━━━━━ EXERCISE MATERIAL ━━━━━
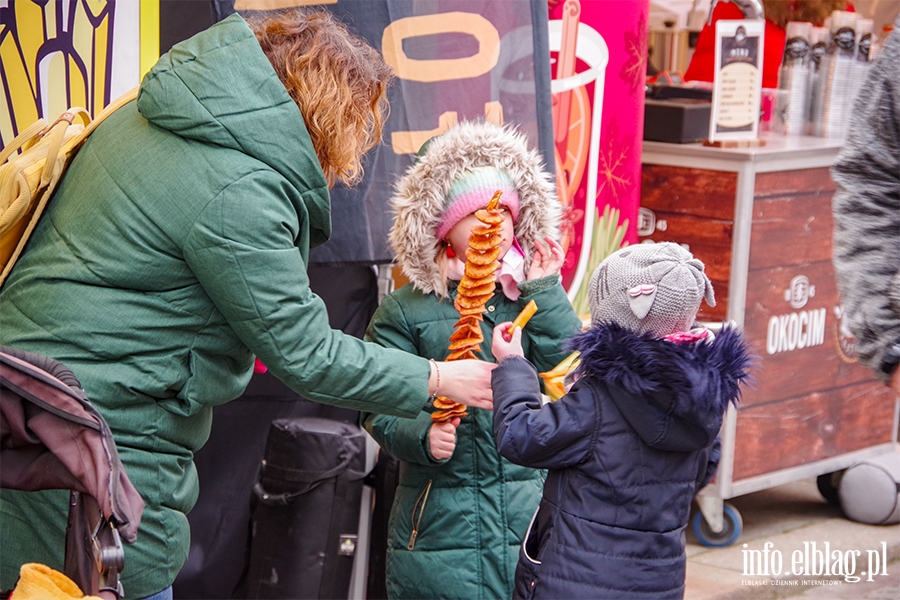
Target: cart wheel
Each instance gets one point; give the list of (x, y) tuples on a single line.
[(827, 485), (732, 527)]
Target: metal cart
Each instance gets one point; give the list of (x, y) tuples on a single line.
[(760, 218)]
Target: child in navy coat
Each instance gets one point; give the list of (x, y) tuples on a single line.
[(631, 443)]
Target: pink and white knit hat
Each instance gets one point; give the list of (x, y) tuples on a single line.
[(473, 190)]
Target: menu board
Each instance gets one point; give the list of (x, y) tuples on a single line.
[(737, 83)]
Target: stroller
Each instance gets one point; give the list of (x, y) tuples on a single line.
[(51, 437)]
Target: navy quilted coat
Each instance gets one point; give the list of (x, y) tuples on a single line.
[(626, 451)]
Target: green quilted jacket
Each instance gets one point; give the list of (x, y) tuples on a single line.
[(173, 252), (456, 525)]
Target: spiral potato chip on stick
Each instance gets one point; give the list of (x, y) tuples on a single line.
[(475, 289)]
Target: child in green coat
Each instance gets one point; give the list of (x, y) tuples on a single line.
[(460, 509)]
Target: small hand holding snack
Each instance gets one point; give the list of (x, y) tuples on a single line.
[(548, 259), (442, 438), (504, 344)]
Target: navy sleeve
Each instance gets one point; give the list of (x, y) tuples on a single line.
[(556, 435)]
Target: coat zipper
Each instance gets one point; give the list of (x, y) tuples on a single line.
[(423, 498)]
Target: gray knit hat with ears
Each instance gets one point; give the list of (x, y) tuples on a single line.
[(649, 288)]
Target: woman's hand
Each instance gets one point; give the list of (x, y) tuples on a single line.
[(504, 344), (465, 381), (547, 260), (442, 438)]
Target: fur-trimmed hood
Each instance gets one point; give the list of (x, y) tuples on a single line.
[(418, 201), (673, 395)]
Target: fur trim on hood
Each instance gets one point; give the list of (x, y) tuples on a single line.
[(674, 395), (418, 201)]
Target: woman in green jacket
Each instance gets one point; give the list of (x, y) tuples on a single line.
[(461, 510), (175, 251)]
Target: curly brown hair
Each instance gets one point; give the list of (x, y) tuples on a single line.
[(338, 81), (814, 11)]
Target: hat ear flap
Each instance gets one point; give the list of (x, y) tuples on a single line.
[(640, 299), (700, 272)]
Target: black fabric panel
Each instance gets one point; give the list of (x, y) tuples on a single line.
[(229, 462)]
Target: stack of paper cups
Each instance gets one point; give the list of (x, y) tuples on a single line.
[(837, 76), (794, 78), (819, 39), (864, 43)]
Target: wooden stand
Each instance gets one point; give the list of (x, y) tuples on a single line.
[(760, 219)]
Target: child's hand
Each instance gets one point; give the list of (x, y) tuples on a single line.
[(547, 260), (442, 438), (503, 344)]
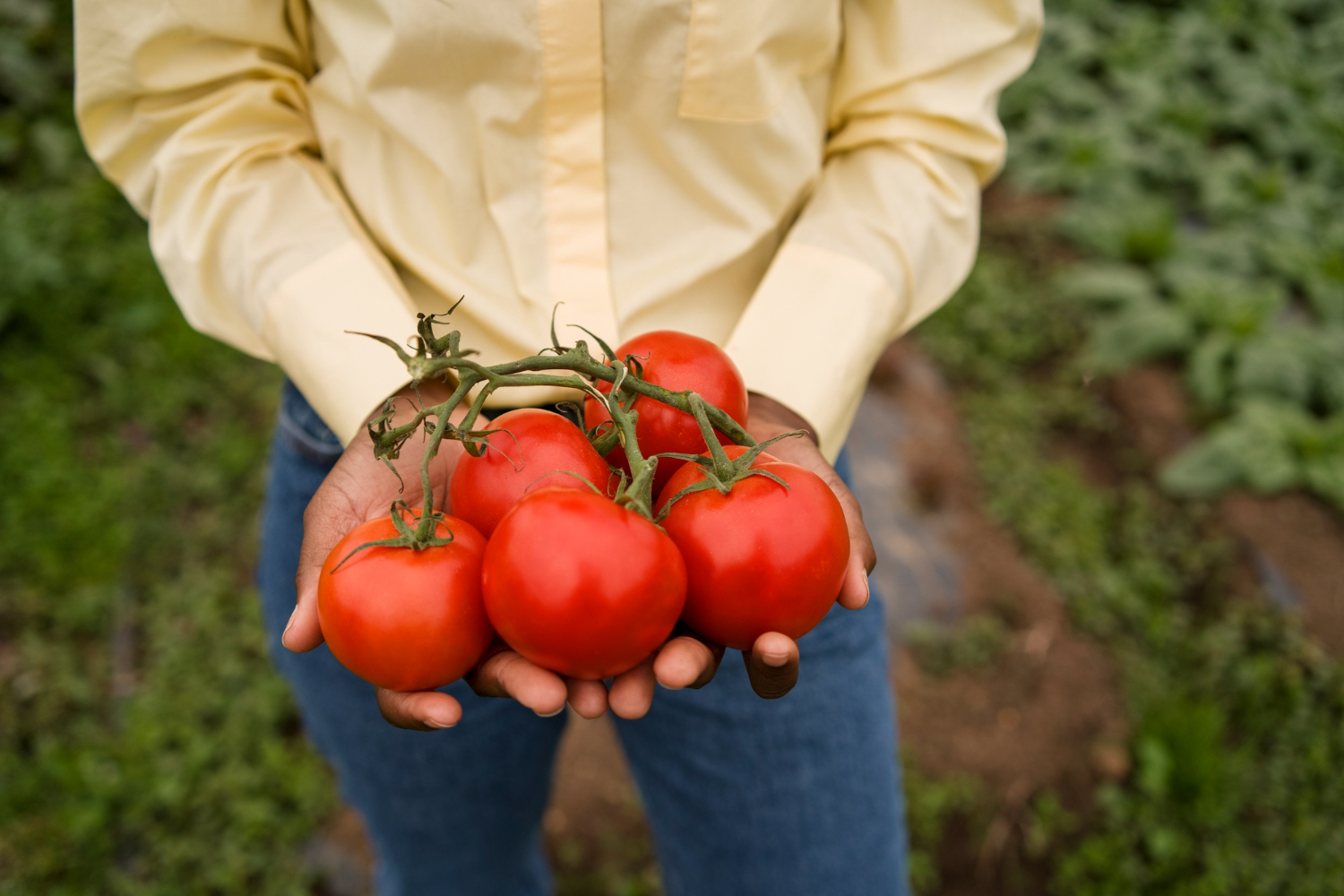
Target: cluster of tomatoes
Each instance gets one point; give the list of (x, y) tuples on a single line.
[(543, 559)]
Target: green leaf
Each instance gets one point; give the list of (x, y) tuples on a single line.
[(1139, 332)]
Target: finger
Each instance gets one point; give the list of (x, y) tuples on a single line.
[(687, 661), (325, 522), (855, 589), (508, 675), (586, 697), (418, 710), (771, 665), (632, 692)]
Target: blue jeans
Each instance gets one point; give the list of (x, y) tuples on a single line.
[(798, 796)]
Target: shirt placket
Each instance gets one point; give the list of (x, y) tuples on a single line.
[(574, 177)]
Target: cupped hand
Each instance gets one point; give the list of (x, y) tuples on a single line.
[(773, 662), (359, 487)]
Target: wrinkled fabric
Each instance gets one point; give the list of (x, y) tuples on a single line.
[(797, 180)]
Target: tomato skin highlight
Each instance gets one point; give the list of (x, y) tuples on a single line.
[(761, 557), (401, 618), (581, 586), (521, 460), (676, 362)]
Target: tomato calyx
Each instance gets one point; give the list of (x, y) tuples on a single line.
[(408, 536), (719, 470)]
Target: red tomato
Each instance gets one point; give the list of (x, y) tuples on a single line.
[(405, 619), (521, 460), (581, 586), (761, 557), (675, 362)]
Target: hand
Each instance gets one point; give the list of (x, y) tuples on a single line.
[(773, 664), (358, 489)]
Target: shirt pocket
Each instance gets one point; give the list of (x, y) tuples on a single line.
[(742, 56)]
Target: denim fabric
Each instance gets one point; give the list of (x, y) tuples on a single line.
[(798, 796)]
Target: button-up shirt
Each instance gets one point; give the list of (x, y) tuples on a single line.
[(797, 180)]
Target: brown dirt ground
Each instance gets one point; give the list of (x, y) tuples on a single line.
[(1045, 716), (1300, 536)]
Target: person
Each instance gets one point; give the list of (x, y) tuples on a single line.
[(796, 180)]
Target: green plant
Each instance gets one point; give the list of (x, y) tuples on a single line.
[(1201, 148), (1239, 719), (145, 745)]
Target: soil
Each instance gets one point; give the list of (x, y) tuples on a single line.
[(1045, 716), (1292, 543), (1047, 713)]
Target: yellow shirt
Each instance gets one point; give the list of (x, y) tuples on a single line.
━━━━━
DIRECTIONS FOR THIS TASK:
Could you reproduce the entries verbatim, leaving out all pictures?

WRITTEN RESPONSE:
Target: cart wheel
Each instance gets one point; give the list of (x, y) tuples on a single line.
[(827, 485), (732, 527)]
Target: metal cart
Each instance gets one point; give the list of (x, y) tuples on a single line.
[(760, 218)]
Target: child in navy coat
Each instance gets one point; give the list of (x, y) tuples on a single line.
[(631, 443)]
Target: pink and white knit hat
Each instance gets one point; give the list of (x, y) tuples on a single line.
[(473, 190)]
Target: menu board
Each instance gets one point; give the list of (x, y) tuples on a single line.
[(737, 83)]
Target: stroller
Each instance gets one point; give the list of (x, y) tuples on a single line.
[(51, 437)]
Target: navy quilted coat
Each instance gets one point; give the list of (x, y) tuples on a single line.
[(626, 451)]
Target: green quilted jacket
Each instance gets one point; give the list of (x, y) tuples on a single line.
[(173, 252), (456, 525)]
Target: spiral potato chip on stick
Each instance gets one point; give the list of (x, y) tuples on a single line.
[(475, 289)]
Target: child in green coat
Each instance gets one point; give the list of (x, y) tuples on a single line.
[(460, 509)]
Target: small hand holding snack
Each instance gets one point; give the list of (x, y) tuples on a single line.
[(548, 259), (442, 438), (504, 344)]
Target: navy sleeve
Each instance gets one point; give the list of (x, y) tuples on a single line.
[(556, 435)]
Target: coat zipper
Each instance gets one point; give the list of (x, y) tuples on a single line.
[(423, 498)]
Target: gray knit hat with ears
Each instance gets one point; give the list of (x, y) tuples on a single line.
[(649, 288)]
Target: woman's hand
Each instance gets one point; give the list of (x, y) tuples on a single line.
[(504, 344), (465, 381), (547, 260), (442, 438)]
Target: fur-trimmed hood
Each instance gets one point; give the list of (x, y) tuples on a single line.
[(418, 201), (673, 395)]
Target: fur trim on hood
Each instance gets one point; give the list of (x, y) tuples on a single line.
[(674, 395), (418, 201)]
Target: woman in green jacket
Each instance gets one point; give the list of (x, y) tuples on a single line.
[(461, 510), (175, 251)]
Target: curly brown hair
Each instance gets one point; give the list of (x, y) tuples on a single line.
[(338, 81), (814, 11)]
Target: hat ear flap
Each instance gets one point; give the list of (x, y) tuples on a single line.
[(640, 299), (700, 272)]
Target: black fabric panel
Each instance gets one point; give the list of (x, y) tuples on a single line.
[(229, 462)]
Target: stack of paper cups
Each instance gets one point; give the list of (x, y) tuples on a single line.
[(837, 76), (794, 78), (819, 39), (864, 43)]
Target: wooden stand
Each instance gets one point; give the list of (x, y) tuples on a single line.
[(760, 219)]
Target: child's hand
Each instance gets one point; give the list of (x, y) tuples on a single line.
[(547, 260), (442, 438), (503, 344)]
Target: cluster of tomatoes
Each instance gets one point; give the list of (x, y) tuples on a single line.
[(543, 559)]
Target: green leaf
Each instance gets one point; give the list of (x, y) tuples on a single line.
[(1139, 332)]
Target: finger
Each instance gets one point; give the list of (x, y) tuples on a single line.
[(687, 661), (325, 522), (855, 589), (508, 675), (586, 697), (418, 710), (771, 665), (632, 692)]
Target: blue jeans
Each instance gets one point; give the list of (x, y) tuples on a single line.
[(798, 796)]
Target: shirt placket
Each instance gets one point; give the list of (x, y) tuples on a single line.
[(574, 177)]
Target: cupped hand
Each instance gets one point; give the list of (x, y) tuples on a single line.
[(773, 662), (359, 487)]
Target: wrinkled fabric
Each instance gets one point; give the list of (x, y) tuples on a single line.
[(797, 180)]
Target: tomato skin highlight
Each instance gets one point; give the list of (x, y) tuples on a single line.
[(761, 557), (401, 618), (581, 586), (521, 460), (676, 362)]
Target: tomato calyx
Each instance gets one point; give the list of (x, y) tuples on a single line.
[(408, 536), (719, 470)]
Target: red tomato
Each instance gets one point; give the list of (x, y) tuples on a single line.
[(405, 619), (521, 460), (581, 586), (761, 557), (675, 362)]
Target: hand
Each instance gets one point; give the list of (x, y) tuples on a single line.
[(773, 664), (358, 489)]
Target: shirt pocket
Each instance gets one point; give the list of (x, y) tuples on a single line.
[(742, 56)]
Target: denim fabric
Each instance gets one point; give the list of (x, y) tuples on a single line.
[(798, 796)]
Target: button-up shirt
Each instance gets one point; give the list of (x, y) tuples on a single line.
[(797, 180)]
Target: brown dirt ground
Each instance gets one point; give the list of (x, y) tuples on a single line.
[(1045, 716), (1300, 536)]
Target: person
Each instance gets one point; give the list of (x, y) tuples on a single line.
[(796, 180)]
Target: green plant
Each instance gets one point; give the list of (x, y) tuples on a single line.
[(1201, 148), (1239, 719), (145, 745)]
Target: soil
Each instance gets one point; give the list of (x, y) tuples on a single line.
[(1045, 716), (1292, 543), (1047, 713)]
Target: yellow shirt
Each instance gets one point; give the list of (x, y) tuples on a single line.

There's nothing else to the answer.